§ **SELECTED PASSAGE**:
Preparing Your Garden for Spring
Spring season is right around the corner, and that means it’s time to think about getting your garden ready for planting! We wanted to share with you some things that we think are important to do while preparing your garden.
Clean up your garden area
While this isn’t always the most exciting part of gardening, it is important. Make sure that your garden is free of any dead crops or weeds. If you’ve grown a cover crop through the winter, this can be a pretty difficult job. One of the quickest ways to finish this project is to go over the aboveground dead crops with a flat spade. This is probably the easiest way, although it only gets rid of the crops above ground (not the roots). However, you recycle the dead crops and compost them! Another way to get rid of dead crop is to dig it into the soil -- this will take a couple weeks to break down.

§ **EXCERPTED DATA**:
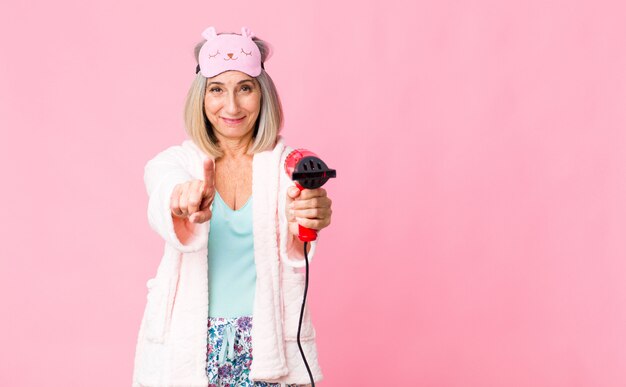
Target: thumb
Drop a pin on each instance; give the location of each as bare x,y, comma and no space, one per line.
293,192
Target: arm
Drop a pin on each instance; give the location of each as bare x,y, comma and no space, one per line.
161,174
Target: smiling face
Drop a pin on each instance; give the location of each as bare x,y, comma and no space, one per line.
232,102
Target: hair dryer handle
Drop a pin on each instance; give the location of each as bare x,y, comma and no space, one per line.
305,234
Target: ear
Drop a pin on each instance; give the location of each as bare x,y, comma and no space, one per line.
209,33
246,33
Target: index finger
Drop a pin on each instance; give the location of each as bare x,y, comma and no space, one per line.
312,193
209,171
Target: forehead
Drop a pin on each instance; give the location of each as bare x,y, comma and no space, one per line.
230,77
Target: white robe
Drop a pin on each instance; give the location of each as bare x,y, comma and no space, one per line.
172,339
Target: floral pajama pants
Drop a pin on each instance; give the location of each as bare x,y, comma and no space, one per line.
229,353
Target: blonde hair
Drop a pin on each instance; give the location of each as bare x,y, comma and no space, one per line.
268,124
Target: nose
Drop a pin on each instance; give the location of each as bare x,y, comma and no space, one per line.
232,106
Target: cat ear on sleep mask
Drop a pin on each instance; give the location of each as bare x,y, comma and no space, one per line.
225,52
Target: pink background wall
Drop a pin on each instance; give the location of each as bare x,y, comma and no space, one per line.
478,234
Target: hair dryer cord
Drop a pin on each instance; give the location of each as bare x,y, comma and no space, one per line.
306,287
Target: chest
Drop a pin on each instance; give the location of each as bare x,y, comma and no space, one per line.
233,181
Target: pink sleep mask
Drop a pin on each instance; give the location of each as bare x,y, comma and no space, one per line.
229,52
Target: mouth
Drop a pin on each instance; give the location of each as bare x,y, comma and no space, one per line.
233,121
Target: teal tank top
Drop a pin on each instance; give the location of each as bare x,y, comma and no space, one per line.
232,271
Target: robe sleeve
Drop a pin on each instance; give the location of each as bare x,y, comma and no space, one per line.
161,174
291,251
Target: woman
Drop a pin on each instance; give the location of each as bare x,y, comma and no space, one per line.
228,283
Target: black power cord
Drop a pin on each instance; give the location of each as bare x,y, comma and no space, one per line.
306,287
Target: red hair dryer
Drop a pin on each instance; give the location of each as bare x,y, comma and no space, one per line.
307,171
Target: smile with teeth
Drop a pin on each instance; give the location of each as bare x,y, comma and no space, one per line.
233,121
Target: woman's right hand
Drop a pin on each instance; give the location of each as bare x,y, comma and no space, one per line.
193,198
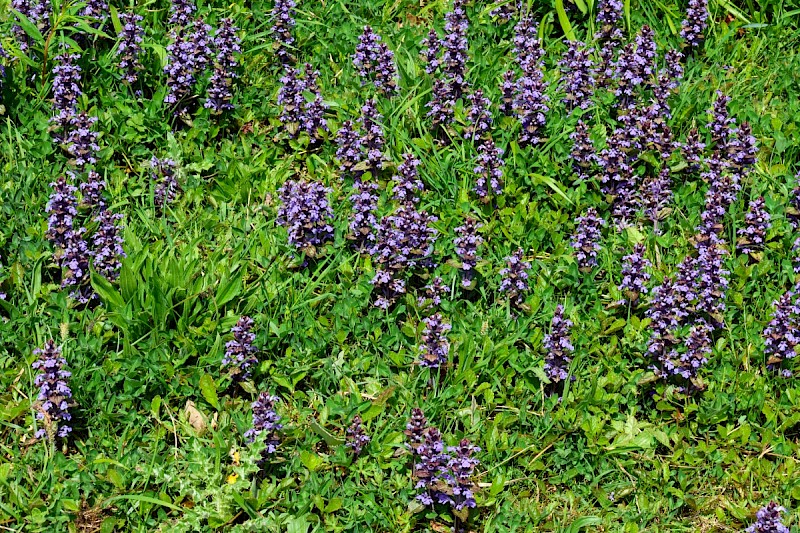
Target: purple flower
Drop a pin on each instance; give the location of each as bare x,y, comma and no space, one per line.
635,66
756,224
467,244
356,437
81,141
656,196
430,467
240,354
54,392
297,113
375,62
188,56
768,520
692,150
373,141
515,277
586,239
181,12
415,429
407,183
227,47
433,293
530,100
349,151
66,91
75,261
461,467
435,347
489,169
129,50
405,239
363,221
479,118
558,346
695,23
782,335
634,274
577,75
62,208
164,172
282,24
793,210
508,88
107,242
266,423
431,48
583,153
306,214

§ **PARTS OF THE EXERCISE**:
1: In the spring garden text, how long does dead crop take to break down after being dug into the soil?
2: Return the passage of the spring garden text that opens with the words containing "Clean up your" and closes with "to break down.".
Rely only on the spring garden text, not on the items.

§ **ANSWERS PER TASK**:
1: A couple of weeks.

2:
Clean up your garden area
While this isn’t always the most exciting part of gardening, it is important. Make sure that your garden is free of any dead crops or weeds. If you’ve grown a cover crop through the winter, this can be a pretty difficult job. One of the quickest ways to finish this project is to go over the aboveground dead crops with a flat spade. This is probably the easiest way, although it only gets rid of the crops above ground (not the roots). However, you recycle the dead crops and compost them! Another way to get rid of dead crop is to dig it into the soil -- this will take a couple weeks to break down.